Fragmento del documento:
Edward Wilson decía que la suprema ironía de la evolución orgánica era, al alumbrar un ser capaz de entenderla, haber puesto en peligro toda su obra. Es cierto. Sobrecoge pensar que somos la única especie que en miles de millones de años sobre la Tierra ha podido reflexionar sobre su papel en el mundo, y sobre el funcionamiento del propio mundo, pero también la primera que ha alterado ese funcionamiento, al menos a la escala de nuestro planeta, de una forma tan dramática que arroja sombras sobre nuestro propio futuro.

Trabajo requerido: Copia sin cambios, del fragmento anterior sobre la evolución, todo lo que va desde "Edward Wilson decía" hasta "nuestro propio futuro.", con ambos extremos incluidos.

Entradas guardadas:
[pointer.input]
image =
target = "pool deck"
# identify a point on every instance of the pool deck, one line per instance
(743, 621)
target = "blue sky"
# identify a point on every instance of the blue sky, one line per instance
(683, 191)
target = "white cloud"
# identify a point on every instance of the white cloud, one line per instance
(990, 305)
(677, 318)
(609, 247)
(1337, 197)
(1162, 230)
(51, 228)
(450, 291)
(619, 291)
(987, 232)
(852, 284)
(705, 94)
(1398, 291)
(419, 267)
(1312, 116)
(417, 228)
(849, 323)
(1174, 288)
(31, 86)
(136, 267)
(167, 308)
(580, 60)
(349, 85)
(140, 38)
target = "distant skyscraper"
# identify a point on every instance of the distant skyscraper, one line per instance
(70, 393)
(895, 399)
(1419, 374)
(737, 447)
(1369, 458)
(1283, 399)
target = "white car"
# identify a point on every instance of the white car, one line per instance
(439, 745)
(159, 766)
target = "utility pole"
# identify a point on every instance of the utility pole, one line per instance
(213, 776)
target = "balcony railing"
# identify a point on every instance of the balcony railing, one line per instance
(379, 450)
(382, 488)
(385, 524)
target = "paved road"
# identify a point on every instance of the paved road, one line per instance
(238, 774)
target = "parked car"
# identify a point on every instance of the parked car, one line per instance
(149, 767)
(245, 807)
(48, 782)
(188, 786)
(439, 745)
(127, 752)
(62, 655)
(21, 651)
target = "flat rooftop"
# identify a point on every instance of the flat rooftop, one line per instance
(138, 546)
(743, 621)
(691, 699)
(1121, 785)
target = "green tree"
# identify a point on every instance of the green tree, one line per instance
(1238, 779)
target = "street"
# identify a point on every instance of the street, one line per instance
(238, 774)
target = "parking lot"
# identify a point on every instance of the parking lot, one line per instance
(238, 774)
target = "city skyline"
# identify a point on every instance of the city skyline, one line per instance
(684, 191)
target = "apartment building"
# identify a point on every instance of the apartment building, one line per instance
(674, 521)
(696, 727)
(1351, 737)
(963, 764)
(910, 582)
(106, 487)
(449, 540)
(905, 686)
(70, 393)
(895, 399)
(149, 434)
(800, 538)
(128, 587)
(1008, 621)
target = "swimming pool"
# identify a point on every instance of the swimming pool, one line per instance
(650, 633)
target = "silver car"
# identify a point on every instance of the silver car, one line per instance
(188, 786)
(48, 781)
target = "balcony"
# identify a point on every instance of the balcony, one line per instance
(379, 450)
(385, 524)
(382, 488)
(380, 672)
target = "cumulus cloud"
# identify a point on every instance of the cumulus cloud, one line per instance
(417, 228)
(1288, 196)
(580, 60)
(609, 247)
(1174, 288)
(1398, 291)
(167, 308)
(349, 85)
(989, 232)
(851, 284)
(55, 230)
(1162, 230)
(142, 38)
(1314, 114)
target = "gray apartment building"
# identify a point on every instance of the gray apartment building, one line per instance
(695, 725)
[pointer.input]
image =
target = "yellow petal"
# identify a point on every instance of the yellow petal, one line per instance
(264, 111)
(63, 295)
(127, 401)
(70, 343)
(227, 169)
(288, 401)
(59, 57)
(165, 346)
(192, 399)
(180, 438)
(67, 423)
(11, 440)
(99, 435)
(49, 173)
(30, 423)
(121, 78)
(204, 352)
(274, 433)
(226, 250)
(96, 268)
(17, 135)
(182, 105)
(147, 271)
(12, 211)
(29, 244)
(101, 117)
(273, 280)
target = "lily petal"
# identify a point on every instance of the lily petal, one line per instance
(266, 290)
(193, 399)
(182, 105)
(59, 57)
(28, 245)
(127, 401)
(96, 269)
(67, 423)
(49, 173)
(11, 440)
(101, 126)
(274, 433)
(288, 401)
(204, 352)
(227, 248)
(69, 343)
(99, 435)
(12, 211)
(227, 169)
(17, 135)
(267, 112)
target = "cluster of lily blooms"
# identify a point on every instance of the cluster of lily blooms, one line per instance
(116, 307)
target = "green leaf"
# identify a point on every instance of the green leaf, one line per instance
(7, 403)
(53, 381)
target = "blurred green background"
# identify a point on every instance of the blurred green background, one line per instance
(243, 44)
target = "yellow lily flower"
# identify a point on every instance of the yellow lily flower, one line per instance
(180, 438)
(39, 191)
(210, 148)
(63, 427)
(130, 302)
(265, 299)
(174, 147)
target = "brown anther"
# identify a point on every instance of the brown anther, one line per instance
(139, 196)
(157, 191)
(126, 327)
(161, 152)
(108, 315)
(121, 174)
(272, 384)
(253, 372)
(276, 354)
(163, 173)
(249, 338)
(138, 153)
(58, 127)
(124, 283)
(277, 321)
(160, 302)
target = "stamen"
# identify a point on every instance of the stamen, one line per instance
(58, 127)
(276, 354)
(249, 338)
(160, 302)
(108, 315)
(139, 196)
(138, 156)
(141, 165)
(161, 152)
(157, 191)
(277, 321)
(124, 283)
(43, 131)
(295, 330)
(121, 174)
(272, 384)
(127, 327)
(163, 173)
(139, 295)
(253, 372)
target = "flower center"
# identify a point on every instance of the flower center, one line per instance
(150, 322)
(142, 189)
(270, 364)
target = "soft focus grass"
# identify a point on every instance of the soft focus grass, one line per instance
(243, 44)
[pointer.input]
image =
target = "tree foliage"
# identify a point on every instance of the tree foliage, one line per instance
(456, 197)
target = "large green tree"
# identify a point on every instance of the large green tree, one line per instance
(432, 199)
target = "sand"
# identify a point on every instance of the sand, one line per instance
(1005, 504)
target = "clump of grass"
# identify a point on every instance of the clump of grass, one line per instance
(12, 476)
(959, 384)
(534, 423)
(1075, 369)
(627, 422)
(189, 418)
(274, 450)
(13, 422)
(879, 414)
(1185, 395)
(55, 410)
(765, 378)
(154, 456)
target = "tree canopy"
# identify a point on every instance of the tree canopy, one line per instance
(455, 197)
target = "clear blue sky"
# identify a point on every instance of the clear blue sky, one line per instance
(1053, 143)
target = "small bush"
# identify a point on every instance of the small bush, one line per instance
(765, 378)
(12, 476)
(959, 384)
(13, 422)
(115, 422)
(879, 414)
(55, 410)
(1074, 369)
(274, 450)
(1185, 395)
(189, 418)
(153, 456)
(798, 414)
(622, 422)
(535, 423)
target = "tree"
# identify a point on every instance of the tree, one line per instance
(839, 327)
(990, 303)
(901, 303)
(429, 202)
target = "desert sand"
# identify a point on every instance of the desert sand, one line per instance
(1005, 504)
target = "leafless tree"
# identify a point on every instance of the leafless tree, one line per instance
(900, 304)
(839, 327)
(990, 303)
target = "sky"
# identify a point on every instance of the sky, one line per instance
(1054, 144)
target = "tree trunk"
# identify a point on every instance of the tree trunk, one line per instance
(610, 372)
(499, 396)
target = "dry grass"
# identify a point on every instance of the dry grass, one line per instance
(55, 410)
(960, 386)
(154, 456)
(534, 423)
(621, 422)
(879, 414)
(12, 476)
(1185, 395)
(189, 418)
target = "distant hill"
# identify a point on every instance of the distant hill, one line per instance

Respuesta del ejercicio:
Edward Wilson decía que la suprema ironía de la evolución orgánica era, al alumbrar un ser capaz de entenderla, haber puesto en peligro toda su obra. Es cierto. Sobrecoge pensar que somos la única especie que en miles de millones de años sobre la Tierra ha podido reflexionar sobre su papel en el mundo, y sobre el funcionamiento del propio mundo, pero también la primera que ha alterado ese funcionamiento, al menos a la escala de nuestro planeta, de una forma tan dramática que arroja sombras sobre nuestro propio futuro.